Has this JAMA Patient Page at last threaded the needle of explaining p-values?


#1

In a recent JAMA Oncology Patient Page [1], oncologist H. Jack West and biostatistician Suzanne Dahlberg explain several aspects of cancer clinical trials. I was struck in particular by the description they crafted of p-values:

Statistics Let Us Describe Differences in Outcomes Between Groups

Results for different end points are compared in a few ways to assess whether one strategy is better than another. Differences are considered statistically significant if the probability of the differences seen occurring by chance, based on mathematical calculations, is below a threshold usually defined as 5%: this is also reflected as a P value of .05 or lower (1.00 representing 100% probability of chance explaining the findings).

If one must describe P values in other than scourging terms, this seems to me about as good a job as one could do. Have I overlooked something? It does not escape me how delicate this description is. I note for example how it would collapse with the subtlest change of verb tense—from “occurring” to “having occurred”. Also, I appreciate there’s an awful lot packed into the deus ex machina of “based on mathematical calculations.” But still … wasn’t this as good a job as can be done with this thankless task?

How would you describe P values to a cancer patient advocate who is (as many do) laboring to read the trial literature and make sense of it?

  1. West H, Dahlberg S. Clinical Trials, End Points, and Statistics—Measuring and Comparing Cancer Treatments in Practice. JAMA Oncol . September 2018. doi:10.1001/jamaoncol.2018.3708

#2

A p-value is a sample statistic. It varies from sample to sample. Under a mathematical model that models all relevant aspects of the data generating process except the difference (e.g. between groups), we expect such p-values having a uniform distribution in [0,1]. If the model would include a non-zero difference, the distribution of the p-values would become right-skewed, that is, smaller p-values were expected more likely than larger p-values. A small observed p-value from your sample indicates that your data can be an unexpected or unlikely result of the model that does not consider a difference or a more likely result of a model that does consider a difference.

Having a (very) small p-value indicates that the information of the data at hand w.r.t. the model not considering a difference is (clearly) sufficient to demonstrate that the model is unable to exlpain the data well (and that the data is better explained by the model including a difference).

There is nothing that needs to “occur by chance”. It’s only about the likelihood of data under different models.


#3

“seen occuring by chance” can be improved. This is a bit confusing.


#4

At a purely linguistic level, I agree one could read “seen” as modifying either “differences” or “occurring.” Would “probability of chance occurrence of differences as large as those seen” resolve the confusion?


#5

This ignores the fact that the P-value is calculated assuming no uncontrolled confounding, selection bias or measurement error exists that might also explain the findings.

******************************

Study questions -
#1 Rewrite the paragraph of the forum thread on p-values that begins "A p-value is a sample statistic" as a short bulleted list that keeps its main facts.
#2 Continue the forum thread on p-values from the point where it stops.
The items on this page are not needed for any of these tasks.

Entries shown -
******************************

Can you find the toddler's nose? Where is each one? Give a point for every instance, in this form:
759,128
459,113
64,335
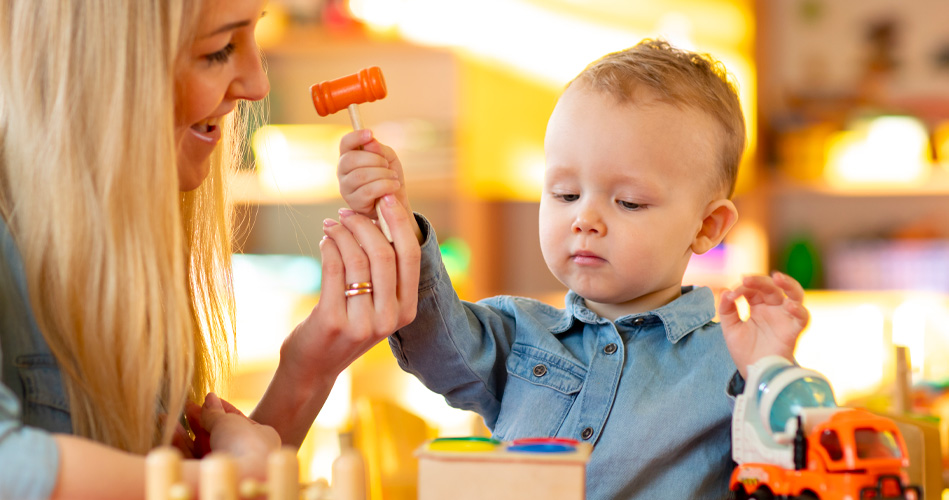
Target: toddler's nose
589,221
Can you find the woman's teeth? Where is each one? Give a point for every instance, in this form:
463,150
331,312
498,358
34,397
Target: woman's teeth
206,126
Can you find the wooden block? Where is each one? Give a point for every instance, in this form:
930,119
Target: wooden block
502,472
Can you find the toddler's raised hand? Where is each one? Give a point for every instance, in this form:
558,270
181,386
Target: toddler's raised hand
229,430
367,171
777,318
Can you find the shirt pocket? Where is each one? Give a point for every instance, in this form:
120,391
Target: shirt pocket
541,388
44,394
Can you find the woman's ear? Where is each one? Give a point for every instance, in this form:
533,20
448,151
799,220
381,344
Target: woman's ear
718,218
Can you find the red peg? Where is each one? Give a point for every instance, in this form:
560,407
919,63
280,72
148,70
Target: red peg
333,95
348,92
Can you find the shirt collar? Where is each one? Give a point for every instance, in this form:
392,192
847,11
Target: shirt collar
692,310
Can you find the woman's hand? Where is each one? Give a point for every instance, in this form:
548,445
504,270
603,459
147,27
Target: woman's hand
345,323
777,318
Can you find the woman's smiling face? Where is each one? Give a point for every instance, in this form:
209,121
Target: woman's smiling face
221,67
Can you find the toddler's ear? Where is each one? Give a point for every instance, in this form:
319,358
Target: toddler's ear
719,216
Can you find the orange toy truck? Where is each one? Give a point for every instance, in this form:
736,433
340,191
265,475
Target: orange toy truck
792,442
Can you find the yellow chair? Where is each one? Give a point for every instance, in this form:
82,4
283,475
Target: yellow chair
388,435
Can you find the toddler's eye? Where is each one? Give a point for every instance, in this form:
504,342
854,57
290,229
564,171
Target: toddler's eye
222,55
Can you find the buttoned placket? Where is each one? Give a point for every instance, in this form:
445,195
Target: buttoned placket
603,376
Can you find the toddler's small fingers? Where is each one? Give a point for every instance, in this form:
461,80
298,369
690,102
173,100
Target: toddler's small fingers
355,140
791,287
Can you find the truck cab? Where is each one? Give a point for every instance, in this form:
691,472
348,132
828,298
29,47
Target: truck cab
820,451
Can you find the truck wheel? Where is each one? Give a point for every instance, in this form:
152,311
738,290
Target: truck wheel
762,493
739,494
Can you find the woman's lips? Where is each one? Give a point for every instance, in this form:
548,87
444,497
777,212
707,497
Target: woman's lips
206,132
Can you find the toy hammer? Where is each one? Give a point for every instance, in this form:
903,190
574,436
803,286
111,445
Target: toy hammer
348,92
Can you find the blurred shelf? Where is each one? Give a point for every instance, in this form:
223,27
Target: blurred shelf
936,185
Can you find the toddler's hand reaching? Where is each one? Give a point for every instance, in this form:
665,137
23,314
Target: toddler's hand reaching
777,317
230,431
369,170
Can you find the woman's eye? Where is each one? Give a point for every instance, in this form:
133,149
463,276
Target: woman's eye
222,55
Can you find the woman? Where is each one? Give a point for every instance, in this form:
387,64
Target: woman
115,298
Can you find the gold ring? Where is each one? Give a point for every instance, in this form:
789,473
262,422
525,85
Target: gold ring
358,291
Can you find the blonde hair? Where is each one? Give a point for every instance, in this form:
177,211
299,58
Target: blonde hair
682,78
129,278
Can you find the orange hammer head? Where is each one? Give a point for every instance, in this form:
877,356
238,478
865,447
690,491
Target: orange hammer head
333,95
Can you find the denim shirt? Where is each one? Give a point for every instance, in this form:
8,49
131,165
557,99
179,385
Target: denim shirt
647,390
32,399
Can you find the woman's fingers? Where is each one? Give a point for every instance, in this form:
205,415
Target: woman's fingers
332,295
408,256
358,289
382,267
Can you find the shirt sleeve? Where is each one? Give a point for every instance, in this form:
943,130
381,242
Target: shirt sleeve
29,457
456,348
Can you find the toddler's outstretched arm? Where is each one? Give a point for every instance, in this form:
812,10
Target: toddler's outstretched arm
369,170
777,317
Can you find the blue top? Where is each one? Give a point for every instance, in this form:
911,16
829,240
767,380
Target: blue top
32,398
647,390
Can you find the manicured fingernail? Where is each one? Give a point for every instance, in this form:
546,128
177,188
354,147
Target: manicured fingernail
211,400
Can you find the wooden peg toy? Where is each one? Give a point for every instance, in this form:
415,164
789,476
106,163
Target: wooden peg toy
348,92
218,477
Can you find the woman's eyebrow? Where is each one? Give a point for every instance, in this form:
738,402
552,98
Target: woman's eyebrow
232,26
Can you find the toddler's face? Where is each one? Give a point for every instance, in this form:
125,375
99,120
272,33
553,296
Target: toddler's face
624,190
221,67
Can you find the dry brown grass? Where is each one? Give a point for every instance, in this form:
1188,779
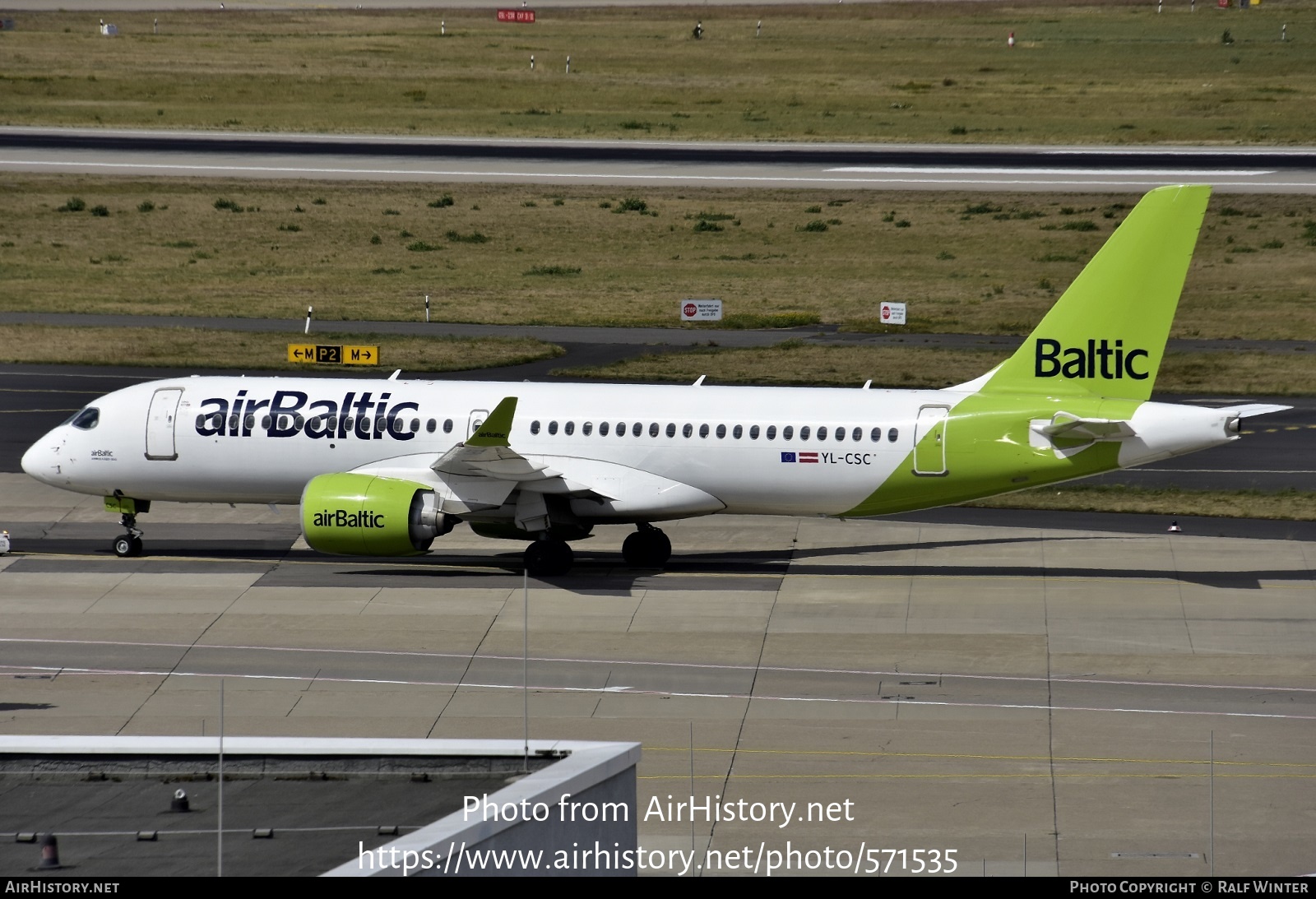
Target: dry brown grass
958,271
191,348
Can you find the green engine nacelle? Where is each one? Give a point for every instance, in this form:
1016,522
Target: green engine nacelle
366,515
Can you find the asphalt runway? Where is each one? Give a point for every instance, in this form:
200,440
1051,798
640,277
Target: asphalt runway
651,164
962,684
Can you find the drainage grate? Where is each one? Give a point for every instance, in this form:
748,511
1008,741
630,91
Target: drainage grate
1156,855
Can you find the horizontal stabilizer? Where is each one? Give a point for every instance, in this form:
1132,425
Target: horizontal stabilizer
1249,410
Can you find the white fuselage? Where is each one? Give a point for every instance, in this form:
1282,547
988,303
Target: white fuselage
750,449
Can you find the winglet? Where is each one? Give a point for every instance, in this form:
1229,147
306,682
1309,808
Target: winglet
498,427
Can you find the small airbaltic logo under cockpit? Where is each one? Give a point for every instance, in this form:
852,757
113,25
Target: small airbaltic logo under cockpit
1099,359
345,519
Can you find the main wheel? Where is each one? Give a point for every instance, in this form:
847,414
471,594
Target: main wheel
646,549
549,557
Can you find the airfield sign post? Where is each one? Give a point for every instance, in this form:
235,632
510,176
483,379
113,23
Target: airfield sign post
333,355
701,309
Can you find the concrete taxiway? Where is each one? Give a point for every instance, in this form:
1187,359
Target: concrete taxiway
1092,694
550,161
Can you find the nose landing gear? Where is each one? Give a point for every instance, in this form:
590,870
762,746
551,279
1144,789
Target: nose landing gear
129,544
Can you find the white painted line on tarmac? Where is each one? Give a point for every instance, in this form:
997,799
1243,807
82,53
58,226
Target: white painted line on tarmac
737,697
598,177
1036,170
666,665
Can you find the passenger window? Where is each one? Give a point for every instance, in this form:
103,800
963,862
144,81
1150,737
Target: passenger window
89,419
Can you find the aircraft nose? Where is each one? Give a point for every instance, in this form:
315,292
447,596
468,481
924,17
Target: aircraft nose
41,461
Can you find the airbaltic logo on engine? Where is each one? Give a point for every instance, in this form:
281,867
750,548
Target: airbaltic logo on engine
345,519
1099,359
291,414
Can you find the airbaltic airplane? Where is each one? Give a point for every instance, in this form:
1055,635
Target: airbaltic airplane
383,467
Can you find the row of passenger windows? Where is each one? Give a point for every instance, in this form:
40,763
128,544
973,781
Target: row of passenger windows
344,421
822,432
587,428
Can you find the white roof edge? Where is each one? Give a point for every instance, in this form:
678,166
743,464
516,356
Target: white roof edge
583,769
107,745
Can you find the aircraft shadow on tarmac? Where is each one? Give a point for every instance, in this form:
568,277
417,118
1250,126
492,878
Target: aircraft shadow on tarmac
594,570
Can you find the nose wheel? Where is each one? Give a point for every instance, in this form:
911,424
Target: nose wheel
129,544
648,548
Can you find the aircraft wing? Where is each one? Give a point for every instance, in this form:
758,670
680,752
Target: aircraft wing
489,454
1063,424
484,473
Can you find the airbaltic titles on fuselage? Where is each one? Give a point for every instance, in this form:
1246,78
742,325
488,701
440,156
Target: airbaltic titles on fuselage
291,412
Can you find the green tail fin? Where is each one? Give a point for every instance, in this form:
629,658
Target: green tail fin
1107,333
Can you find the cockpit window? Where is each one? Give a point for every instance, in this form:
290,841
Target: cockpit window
87,419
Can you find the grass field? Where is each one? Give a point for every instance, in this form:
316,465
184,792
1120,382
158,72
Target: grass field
190,348
1249,374
1111,72
1289,506
519,254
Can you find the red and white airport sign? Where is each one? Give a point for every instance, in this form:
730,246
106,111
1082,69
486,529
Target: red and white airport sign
695,309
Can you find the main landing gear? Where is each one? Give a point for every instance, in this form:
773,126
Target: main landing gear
129,544
548,557
648,548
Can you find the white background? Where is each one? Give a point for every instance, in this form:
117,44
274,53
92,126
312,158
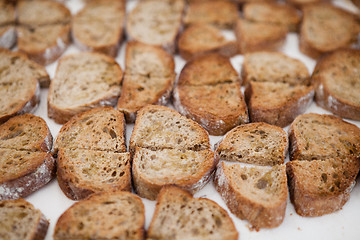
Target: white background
344,224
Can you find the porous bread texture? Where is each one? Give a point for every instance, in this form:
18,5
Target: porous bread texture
213,97
20,220
100,129
326,28
107,215
312,137
156,22
83,81
321,187
257,194
258,36
180,216
268,12
99,26
188,169
149,78
83,172
255,143
200,39
220,13
337,83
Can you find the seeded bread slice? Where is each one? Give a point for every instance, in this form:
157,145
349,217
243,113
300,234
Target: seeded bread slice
275,13
20,220
156,22
220,13
108,215
83,81
151,170
326,28
199,39
180,216
257,194
100,129
257,36
99,26
321,187
337,83
316,137
149,78
83,172
255,143
212,98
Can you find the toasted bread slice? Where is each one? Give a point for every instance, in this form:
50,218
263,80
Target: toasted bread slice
337,83
268,12
212,98
20,220
83,81
316,137
255,143
257,194
44,30
156,22
199,39
151,170
180,216
83,172
99,26
326,28
321,187
149,78
100,129
257,36
220,13
108,215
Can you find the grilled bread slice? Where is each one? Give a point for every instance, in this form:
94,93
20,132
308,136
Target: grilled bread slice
108,215
20,220
83,81
337,83
180,216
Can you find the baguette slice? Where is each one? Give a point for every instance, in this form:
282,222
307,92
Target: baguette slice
180,216
149,78
20,220
317,137
257,36
24,172
337,83
321,187
326,28
83,81
99,26
108,215
156,22
100,129
255,143
257,194
151,170
212,98
220,13
199,39
83,172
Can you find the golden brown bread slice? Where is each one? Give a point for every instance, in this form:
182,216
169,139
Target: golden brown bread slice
180,216
108,215
257,194
20,220
208,91
337,83
326,28
199,39
99,26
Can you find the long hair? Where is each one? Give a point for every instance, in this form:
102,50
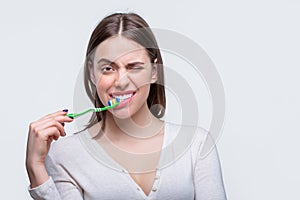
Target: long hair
133,27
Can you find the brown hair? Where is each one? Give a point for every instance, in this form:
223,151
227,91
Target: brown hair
133,27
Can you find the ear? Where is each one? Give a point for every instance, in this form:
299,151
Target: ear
91,70
154,71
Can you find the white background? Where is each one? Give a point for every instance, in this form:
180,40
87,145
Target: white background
254,44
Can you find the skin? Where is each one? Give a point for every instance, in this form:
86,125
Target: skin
131,71
40,136
129,128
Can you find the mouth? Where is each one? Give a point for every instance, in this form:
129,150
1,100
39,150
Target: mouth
125,97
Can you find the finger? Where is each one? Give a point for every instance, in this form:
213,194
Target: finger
58,116
51,123
48,134
58,113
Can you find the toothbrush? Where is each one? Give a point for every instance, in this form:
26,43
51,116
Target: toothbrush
111,104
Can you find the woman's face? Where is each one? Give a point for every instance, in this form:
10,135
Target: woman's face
122,69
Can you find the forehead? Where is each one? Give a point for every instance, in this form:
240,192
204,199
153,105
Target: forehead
120,48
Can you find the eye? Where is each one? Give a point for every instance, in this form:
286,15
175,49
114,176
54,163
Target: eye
136,67
107,69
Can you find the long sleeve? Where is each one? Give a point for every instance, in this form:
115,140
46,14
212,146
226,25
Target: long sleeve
60,186
208,179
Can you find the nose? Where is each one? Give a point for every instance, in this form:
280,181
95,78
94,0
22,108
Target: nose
122,80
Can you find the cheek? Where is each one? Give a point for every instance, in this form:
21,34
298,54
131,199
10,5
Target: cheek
141,79
103,84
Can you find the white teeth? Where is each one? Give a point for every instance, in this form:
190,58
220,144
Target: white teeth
123,97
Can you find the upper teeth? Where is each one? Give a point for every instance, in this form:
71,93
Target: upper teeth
123,97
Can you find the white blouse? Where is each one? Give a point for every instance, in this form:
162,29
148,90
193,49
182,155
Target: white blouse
79,168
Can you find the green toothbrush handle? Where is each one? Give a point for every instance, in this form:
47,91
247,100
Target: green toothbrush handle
74,115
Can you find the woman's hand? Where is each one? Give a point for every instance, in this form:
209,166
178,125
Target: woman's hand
41,134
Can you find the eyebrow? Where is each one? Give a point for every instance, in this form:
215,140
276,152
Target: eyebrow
111,62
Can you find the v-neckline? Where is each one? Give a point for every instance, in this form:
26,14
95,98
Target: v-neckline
99,154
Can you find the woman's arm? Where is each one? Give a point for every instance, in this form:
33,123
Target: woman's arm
41,134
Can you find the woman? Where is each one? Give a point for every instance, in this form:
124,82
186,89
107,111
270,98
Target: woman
119,155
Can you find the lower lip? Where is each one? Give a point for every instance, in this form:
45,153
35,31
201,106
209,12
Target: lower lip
123,103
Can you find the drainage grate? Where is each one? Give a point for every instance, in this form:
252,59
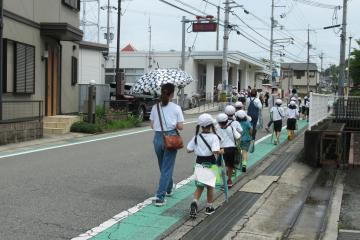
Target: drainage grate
222,221
348,234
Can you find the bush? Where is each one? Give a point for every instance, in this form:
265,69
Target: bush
85,127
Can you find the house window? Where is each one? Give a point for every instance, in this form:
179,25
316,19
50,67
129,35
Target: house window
73,4
19,67
74,71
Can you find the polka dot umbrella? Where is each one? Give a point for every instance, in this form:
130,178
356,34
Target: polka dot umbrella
153,80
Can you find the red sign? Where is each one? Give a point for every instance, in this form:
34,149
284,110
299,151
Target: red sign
204,27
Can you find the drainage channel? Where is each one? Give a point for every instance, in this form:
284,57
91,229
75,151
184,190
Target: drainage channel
309,223
221,222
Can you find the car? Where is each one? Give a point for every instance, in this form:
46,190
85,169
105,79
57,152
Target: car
136,104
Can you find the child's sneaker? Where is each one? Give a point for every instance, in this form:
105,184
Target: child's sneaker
193,209
209,210
160,202
230,183
169,194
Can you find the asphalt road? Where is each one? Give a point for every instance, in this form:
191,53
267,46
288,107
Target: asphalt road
63,192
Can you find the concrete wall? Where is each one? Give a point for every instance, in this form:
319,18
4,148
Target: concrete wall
21,131
91,66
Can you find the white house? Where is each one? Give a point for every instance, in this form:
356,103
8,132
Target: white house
294,76
203,66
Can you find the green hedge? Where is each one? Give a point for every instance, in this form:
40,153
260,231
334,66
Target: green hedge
85,127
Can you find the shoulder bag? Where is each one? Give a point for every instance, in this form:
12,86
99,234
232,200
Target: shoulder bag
171,142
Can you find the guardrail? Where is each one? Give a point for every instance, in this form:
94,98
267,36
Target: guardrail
20,111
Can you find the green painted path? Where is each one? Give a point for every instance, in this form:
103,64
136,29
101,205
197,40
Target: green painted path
150,222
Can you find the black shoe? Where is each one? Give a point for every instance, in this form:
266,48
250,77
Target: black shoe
193,209
209,210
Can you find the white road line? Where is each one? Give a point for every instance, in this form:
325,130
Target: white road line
127,213
80,142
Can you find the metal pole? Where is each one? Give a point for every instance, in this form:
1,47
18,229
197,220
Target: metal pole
307,63
182,67
1,56
272,44
119,84
225,50
108,27
348,72
217,29
342,51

******************************

Per-task outputs -
#1
- A p-value is a sample statistic, so it varies from sample to sample.
- Under a model covering every relevant aspect of the data-generating process except the difference (e.g., between groups), p-values are expected to be uniformly distributed in [0,1].
- If the model includes a non-zero difference, their distribution becomes right-skewed, with smaller p-values expected more likely than larger ones.
- A small observed p-value indicates the data can be an unexpected or unlikely result of the no-difference model, or a more likely result of a model that includes a difference.

#2
#6

@TimWatkins I think has put a finger on the most bewildering statement. The commonsense interpretation of the statement is that chance was absolutely certainly the cause of the findings. It ignores the fact that the probability of any single finding is vanishingly small in many cases. The probability is of an effect size at least as big as the observed effect size being observed.
Since the P-value is 1, then all possible effect sizes must be greater or equal to the observed effect size, which much be, then, zero.

So how do we explain this to a patient? I find it hard enough to explain it to researchers!


#7

Agree! This does stick out like a sore thumb now that you point it out. Worse, this parenthetical remark lets the past tense slip in here. That invites interpretation as a (subjective) Bayesian posterior probability, precipitating the very same “collapse” I mentioned in my OP.


#8

Ronan I like the way you’ve dug into this. I’m reminded of the common trope, “It’s Not The Crime, It’s The Cover-Up.” (This is why, with sympathy for authors West & Dahlberg, I described their undertaking as a “thankless task!”) It’s almost as if, no matter what you do, explaining p-values inevitably degenerates into a ‘conceptual cover-up’, and you’re bound to trip up and get caught somehow.


#9

I think the underlying deficiencies of indirect inference come back to bite us when trying to explain to a layperson. People are really good at understanding risk when it comes to direct arguments such as chance of winning a poker hand or your team winning a game. Frequentist statistics did what was computationally feasible at the time, and had to simplify the model in order to do that. I see the null hypothesis as a simplifying assumption. But back to the question at hand, something like the following may work.

The p-value of 0.049 indicates that were the two treatments equivalent (interchangeable), the data observed in the study were somewhat surprising in favor of the new treatment. Specifically, we’d expect 1000 repetitions of clinical trials with equivalent treatments to provide data more surprising that this study’s data in only 49 trials. This doesn’t prove the treatments have different effects on patients in general, or that they don’t, but indicates some degree of evidence against the assumption they are equivalent.

Now do a survey and ask 200 patients to select the more interpretable statement of these two (after better crafting the wording):

  1. If treatments A and B result in the same life expectancy for patients with cancer, one would expect 49 of 1000 repeats of the clinical trial to result in data more favorable to treatment B than what was observed in this study.
  2. If one were to assume before the study that treatment B is just as likely to shorten lifespan as it was to lengthen it, and that the probability that the treatment more than doubles lifespan is only 1 in 20, the study’s data indicates a chance of 0.97 (970 of 1000) that treatment B is beneficial for this cancer. [Could also add: The data also indicate a chance of 0.8 that B increases lifespan by more than 3 months.]

#10

As a veterinarian we dont see as many large RCTs as MDs do. I am somewhat confused when I read a synopsis like the one below. It seems to me that they have conflated statistical significance with clinical significance in the way they word their conclusions.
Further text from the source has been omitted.